Work required:
Starting at the line that contains "this sample: (964,865)." and running through the end of the items, write those lines out again, requests included. Multiply every point coordinate in the answers by 1.8 and round to whole numbers, with halves going up, but leave the numbers in the requests and their format samples unchanged.
____________________
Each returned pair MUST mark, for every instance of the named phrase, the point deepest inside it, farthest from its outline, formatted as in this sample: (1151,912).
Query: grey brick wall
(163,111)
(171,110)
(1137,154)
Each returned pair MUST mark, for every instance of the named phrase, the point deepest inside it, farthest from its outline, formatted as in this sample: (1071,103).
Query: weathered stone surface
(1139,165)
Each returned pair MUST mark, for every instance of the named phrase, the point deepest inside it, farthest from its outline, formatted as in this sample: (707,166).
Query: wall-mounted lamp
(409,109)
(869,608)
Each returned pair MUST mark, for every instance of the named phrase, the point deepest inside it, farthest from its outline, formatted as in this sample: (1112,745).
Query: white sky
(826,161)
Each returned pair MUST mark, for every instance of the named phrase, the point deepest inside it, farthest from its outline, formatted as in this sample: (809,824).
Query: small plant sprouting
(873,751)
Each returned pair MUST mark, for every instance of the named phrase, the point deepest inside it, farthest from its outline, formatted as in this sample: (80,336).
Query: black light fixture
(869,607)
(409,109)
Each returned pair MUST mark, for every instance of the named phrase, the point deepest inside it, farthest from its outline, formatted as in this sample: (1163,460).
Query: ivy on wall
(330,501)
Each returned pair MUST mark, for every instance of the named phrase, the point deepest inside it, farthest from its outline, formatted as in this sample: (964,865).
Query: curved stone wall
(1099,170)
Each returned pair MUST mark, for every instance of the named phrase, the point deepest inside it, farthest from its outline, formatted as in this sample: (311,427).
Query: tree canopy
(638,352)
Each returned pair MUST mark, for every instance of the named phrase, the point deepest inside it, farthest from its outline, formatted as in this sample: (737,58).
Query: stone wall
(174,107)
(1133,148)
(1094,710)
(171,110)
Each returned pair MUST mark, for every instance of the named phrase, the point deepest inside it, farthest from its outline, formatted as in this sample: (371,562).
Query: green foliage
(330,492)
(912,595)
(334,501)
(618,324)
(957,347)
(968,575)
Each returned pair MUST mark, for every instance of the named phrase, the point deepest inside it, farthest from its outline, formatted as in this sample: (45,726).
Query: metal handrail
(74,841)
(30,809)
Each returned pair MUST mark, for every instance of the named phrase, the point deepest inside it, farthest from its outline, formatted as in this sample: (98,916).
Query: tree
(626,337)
____________________
Response below:
Each returned pair MUST mark, for every instance of the named phrase, the point deepest inside it, farthest from its outline, formatted as in this sample: (964,865).
Query: curved stone wall
(1978,306)
Each returned pair MUST mark, for every instance of the named phrase, the point deepest inside it, farthest from its outline, formatted as in this sample: (311,427).
Query: tree canopy
(1148,634)
Each returned pair MUST mark, for every instance of the named phrase, the point deepest inside it, farthest from its outline, formatted as in this sample: (737,58).
Query: stone wall
(313,193)
(2039,266)
(1969,1278)
(308,198)
Each returned pair MUST mark, for every instance of the named phrase, the point deepest inside it, farthest from its outline, formatted as in this sample: (371,562).
Query: green foliage
(594,886)
(1642,1071)
(601,902)
(1112,583)
(1723,625)
(1742,1035)
Each returned pair MUST mark, for every instance of the named phrase, the point deepest inside it, farthest from its outline, formatted as in this sample: (45,726).
Query: metal handrail
(133,1514)
(54,1456)
Each returned pair MUST mark, for every instance of the named phrase, the point deepest inside it, farthest from its outline, formatted as in this sample: (98,916).
Query: tree
(1127,607)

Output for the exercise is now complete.